-- start Available records --
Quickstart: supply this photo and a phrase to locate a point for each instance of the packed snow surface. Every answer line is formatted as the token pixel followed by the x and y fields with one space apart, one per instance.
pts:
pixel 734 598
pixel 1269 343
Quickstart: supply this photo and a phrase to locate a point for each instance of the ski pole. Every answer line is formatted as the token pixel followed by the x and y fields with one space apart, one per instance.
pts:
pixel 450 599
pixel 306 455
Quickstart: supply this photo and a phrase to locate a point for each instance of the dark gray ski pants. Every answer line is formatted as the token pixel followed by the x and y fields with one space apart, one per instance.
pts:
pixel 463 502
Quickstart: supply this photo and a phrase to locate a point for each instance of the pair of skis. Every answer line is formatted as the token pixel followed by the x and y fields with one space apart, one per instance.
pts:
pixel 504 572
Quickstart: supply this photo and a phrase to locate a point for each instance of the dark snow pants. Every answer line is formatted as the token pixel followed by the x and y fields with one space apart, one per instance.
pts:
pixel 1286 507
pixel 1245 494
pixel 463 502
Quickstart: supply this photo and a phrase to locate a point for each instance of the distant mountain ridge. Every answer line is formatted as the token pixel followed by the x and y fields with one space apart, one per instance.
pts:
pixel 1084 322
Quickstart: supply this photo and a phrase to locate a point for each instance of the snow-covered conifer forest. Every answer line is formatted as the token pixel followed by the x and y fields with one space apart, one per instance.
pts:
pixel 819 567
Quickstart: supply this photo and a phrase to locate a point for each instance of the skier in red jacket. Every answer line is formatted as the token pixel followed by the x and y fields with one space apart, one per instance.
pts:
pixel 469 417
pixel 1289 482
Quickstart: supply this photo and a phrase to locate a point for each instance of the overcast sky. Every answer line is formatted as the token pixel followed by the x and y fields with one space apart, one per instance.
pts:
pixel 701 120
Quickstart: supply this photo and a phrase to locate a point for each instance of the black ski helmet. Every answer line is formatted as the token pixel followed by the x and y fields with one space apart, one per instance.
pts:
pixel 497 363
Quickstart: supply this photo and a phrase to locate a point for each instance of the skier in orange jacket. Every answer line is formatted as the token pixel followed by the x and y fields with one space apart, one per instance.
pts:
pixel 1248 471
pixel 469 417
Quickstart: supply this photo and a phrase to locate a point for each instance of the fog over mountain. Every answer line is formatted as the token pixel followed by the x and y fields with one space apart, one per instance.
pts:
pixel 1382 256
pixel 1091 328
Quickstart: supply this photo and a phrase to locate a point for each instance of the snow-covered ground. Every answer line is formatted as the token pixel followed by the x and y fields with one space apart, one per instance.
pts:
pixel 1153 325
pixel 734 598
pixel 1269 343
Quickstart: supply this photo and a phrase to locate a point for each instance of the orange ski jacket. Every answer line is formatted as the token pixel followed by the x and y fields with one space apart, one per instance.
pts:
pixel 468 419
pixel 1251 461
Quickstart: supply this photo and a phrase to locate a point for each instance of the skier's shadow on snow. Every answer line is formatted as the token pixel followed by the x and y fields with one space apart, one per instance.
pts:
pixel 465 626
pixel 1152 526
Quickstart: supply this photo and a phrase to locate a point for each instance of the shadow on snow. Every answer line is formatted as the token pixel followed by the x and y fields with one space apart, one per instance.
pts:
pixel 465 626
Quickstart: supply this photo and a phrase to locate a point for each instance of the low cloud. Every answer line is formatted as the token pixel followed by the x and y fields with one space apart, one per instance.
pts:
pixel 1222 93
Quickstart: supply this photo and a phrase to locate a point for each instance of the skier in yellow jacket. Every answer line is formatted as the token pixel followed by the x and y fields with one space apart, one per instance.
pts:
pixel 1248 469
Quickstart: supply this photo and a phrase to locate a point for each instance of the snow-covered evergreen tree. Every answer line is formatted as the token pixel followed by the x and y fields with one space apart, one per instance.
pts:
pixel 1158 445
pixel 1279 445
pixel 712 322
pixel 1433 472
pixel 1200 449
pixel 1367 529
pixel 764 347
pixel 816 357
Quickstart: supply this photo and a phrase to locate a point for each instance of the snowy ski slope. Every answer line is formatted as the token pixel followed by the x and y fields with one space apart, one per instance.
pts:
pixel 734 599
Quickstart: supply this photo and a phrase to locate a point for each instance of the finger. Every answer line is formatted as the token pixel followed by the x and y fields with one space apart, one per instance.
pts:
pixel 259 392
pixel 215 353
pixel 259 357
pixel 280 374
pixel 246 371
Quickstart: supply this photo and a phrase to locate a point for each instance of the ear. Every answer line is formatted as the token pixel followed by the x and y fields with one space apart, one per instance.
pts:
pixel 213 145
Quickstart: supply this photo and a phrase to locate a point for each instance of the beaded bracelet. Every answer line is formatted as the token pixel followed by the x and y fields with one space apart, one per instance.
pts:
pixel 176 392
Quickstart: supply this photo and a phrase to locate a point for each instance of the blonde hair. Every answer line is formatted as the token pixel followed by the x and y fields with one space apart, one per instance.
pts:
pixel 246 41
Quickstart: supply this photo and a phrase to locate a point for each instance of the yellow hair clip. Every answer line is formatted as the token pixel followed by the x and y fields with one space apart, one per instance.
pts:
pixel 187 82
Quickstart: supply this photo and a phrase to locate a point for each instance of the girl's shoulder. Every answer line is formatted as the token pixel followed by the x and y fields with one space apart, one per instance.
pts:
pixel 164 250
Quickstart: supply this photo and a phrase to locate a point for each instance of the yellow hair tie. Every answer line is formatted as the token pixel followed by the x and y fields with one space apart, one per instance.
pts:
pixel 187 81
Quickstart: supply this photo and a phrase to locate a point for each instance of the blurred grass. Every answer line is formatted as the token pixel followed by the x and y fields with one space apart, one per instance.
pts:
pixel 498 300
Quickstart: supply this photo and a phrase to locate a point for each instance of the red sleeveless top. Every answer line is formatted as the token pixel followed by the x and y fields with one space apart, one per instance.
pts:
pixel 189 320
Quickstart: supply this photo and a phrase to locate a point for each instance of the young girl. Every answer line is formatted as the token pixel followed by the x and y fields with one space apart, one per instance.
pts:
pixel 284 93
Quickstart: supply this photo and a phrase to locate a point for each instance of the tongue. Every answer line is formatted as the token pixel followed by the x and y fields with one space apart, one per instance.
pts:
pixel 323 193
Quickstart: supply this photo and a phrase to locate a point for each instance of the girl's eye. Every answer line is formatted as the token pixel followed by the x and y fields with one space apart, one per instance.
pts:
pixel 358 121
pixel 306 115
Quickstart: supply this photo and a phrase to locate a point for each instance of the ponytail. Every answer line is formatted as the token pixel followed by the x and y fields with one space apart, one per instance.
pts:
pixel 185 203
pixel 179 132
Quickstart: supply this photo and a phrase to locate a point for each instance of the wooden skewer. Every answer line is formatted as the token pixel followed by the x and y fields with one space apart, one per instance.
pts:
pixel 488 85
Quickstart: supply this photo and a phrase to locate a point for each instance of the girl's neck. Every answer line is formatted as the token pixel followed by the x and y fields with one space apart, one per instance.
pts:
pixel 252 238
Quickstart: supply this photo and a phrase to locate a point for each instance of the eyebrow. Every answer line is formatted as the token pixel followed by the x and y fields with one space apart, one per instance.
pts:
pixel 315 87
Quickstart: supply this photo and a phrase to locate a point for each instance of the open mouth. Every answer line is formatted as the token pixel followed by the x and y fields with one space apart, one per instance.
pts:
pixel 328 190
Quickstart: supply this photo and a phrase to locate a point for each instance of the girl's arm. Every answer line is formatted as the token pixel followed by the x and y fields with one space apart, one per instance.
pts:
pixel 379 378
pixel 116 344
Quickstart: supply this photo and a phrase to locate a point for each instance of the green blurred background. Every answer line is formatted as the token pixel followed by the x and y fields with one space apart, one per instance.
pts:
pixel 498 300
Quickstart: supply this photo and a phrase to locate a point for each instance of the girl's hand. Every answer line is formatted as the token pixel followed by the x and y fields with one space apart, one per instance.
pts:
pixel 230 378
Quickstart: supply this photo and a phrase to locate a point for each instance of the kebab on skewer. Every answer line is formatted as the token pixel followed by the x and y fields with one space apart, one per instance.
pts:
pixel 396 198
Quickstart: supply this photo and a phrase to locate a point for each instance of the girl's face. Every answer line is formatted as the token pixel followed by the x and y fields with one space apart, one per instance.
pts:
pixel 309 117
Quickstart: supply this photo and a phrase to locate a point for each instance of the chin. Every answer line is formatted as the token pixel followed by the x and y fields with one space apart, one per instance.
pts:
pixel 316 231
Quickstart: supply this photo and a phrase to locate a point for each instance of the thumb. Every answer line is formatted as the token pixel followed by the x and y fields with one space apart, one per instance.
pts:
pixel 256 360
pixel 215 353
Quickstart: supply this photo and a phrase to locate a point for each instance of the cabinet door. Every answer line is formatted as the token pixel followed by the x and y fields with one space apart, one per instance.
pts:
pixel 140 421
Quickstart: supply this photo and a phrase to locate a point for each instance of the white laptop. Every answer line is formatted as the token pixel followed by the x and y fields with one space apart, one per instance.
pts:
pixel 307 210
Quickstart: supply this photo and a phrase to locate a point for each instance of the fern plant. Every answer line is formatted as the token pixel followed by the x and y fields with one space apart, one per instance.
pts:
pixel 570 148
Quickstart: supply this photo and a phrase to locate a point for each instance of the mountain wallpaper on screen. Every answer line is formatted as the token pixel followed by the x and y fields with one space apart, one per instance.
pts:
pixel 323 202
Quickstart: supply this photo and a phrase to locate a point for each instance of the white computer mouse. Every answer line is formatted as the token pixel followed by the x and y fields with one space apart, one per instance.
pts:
-- end Available records --
= Stated exercise =
Could you give back everything from the line containing "skier in red" down to the line containing "pixel 1289 482", with "red jacket" renamed to "red parka" and nothing else changed, and return only those lines?

= Response to this exercise =
Quickstart: supply this photo and a phrase to locate a point for each instance of the skier in red parka. Every answer line is formatted as the token pixel followed by the x and y fields with one space apart, one per instance.
pts:
pixel 469 417
pixel 1289 482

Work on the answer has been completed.